(Text-to-region grounding data)
● ● ● ● ●
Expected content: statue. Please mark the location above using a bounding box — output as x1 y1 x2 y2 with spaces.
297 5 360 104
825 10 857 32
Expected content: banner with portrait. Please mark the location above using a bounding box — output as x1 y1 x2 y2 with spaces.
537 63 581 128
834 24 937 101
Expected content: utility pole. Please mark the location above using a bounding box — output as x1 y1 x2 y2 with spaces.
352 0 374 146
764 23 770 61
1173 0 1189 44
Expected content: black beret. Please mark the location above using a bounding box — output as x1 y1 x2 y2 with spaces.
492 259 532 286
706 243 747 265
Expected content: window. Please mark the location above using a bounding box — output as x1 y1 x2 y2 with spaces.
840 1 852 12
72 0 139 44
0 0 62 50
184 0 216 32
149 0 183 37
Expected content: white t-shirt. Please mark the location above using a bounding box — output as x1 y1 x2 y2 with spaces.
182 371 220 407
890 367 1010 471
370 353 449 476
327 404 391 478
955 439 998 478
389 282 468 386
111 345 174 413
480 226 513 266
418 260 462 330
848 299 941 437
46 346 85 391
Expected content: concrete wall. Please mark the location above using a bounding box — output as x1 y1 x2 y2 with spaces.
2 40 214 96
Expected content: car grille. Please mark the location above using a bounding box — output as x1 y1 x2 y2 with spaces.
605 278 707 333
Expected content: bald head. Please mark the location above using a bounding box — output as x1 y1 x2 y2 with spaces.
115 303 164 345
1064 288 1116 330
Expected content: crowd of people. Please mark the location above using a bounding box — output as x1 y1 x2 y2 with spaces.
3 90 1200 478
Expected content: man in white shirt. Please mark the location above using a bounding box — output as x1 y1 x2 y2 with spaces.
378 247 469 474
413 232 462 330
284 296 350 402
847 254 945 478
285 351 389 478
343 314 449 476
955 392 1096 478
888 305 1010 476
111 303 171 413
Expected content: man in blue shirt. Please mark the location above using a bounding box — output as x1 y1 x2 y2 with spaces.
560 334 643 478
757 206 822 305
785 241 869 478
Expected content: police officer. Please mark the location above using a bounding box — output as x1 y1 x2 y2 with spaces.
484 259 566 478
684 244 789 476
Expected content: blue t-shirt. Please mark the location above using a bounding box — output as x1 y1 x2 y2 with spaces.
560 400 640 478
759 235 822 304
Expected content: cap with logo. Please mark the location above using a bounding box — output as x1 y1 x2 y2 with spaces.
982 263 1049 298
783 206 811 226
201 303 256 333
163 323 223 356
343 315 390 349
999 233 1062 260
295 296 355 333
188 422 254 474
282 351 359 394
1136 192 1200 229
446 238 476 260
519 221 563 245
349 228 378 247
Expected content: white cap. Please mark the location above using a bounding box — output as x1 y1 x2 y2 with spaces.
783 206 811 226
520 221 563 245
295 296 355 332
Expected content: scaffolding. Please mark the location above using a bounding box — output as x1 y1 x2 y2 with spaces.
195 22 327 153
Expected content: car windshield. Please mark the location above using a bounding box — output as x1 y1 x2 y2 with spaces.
● ● ● ● ●
→ Exercise aim:
Please be sure to repeat every entry exactly.

→ Response area:
Expected content: statue. Please mark the location above using a bounding box — output as x1 y1 x2 y2 with spaces.
297 5 360 104
825 10 857 32
Expected content: banner with portrait. Please mark the location above using a bounding box — output as x1 y1 x2 y2 with spaces.
537 63 581 128
834 24 937 101
Expected content: utility pole. Please mark the location above using a bounding box — output as x1 y1 x2 y2 with spaces.
352 0 374 146
764 23 770 61
1173 0 1189 44
Expected content: black beret. Please mark the location above using a bounding box — output as x1 y1 x2 y2 with spaces.
492 259 532 286
706 243 747 265
Expected content: window. Please mark the location above using a bounding box — output as x1 y1 x2 y2 with spaces.
840 1 852 12
72 0 139 44
0 0 62 50
184 0 216 32
149 0 183 37
Expected content: white t-shirt. Please mark the location above using a bounding box — output as x1 y1 x2 y2 with spaces.
182 371 220 407
890 367 1010 471
370 353 449 476
327 404 391 478
955 439 998 478
389 282 468 386
111 345 174 413
480 226 513 266
418 260 462 330
848 299 941 437
46 346 85 391
Expected content: concrete wall. Please mark the location above using a bounding box — output as x1 y1 x2 y2 with spaces.
2 40 214 96
Expected content: car grille. Please mark the location above using a bounding box — output as x1 y1 x2 y2 with spaces.
605 278 707 333
Expected content: bald head. Please mark the location above using a bounding box — output as x1 y1 x2 y2 with spaces.
115 303 164 345
1064 288 1116 330
Expected content: crowd of people. Please mark the location above using a bounding box — output as x1 y1 x2 y2 with spaces.
3 90 1200 478
Expected content: man in white shirt. Please mark the location above using a bounding box — output as x1 y1 x2 y2 with spaces.
378 247 469 474
413 232 462 330
284 296 350 402
847 254 945 478
285 351 389 478
343 314 449 476
955 392 1096 478
888 305 1010 476
111 303 171 413
Expected content: man in blue shirt. Please mark the location above using a bounding box — output as x1 y1 x2 y2 with spaces.
560 334 643 478
757 206 822 305
785 241 869 478
Expected content: police officer. Please mark the location above using a bounding box — output as x1 y1 x2 y2 with spaces.
484 259 566 478
684 244 789 476
Expected content: blue t-shirt. Please mark the location above using a bounding box — output as x1 y1 x2 y2 with spaces.
560 400 640 478
759 235 822 304
Expected content: cap with logo. Please mark the location above using a bounding box — output as x1 y1 x2 y2 with spaces.
982 263 1049 298
783 206 811 226
201 303 256 333
163 323 223 356
343 315 390 349
999 233 1062 260
295 296 355 333
188 422 254 474
282 351 359 394
1136 192 1200 229
446 238 476 260
519 221 563 245
349 228 378 247
Expected content: white cap. Please mark the location above using a bounding box — output as x1 y1 x2 y2 with spaces.
783 206 811 226
520 221 563 245
295 296 355 332
Expected content: scaffolding. Please mark the location above using a bounding box — output as x1 y1 x2 y2 with spaces.
195 22 327 153
Expected content: car windshield. Please mark the location above using a bounding box — output as x1 y1 x2 y2 with spaces.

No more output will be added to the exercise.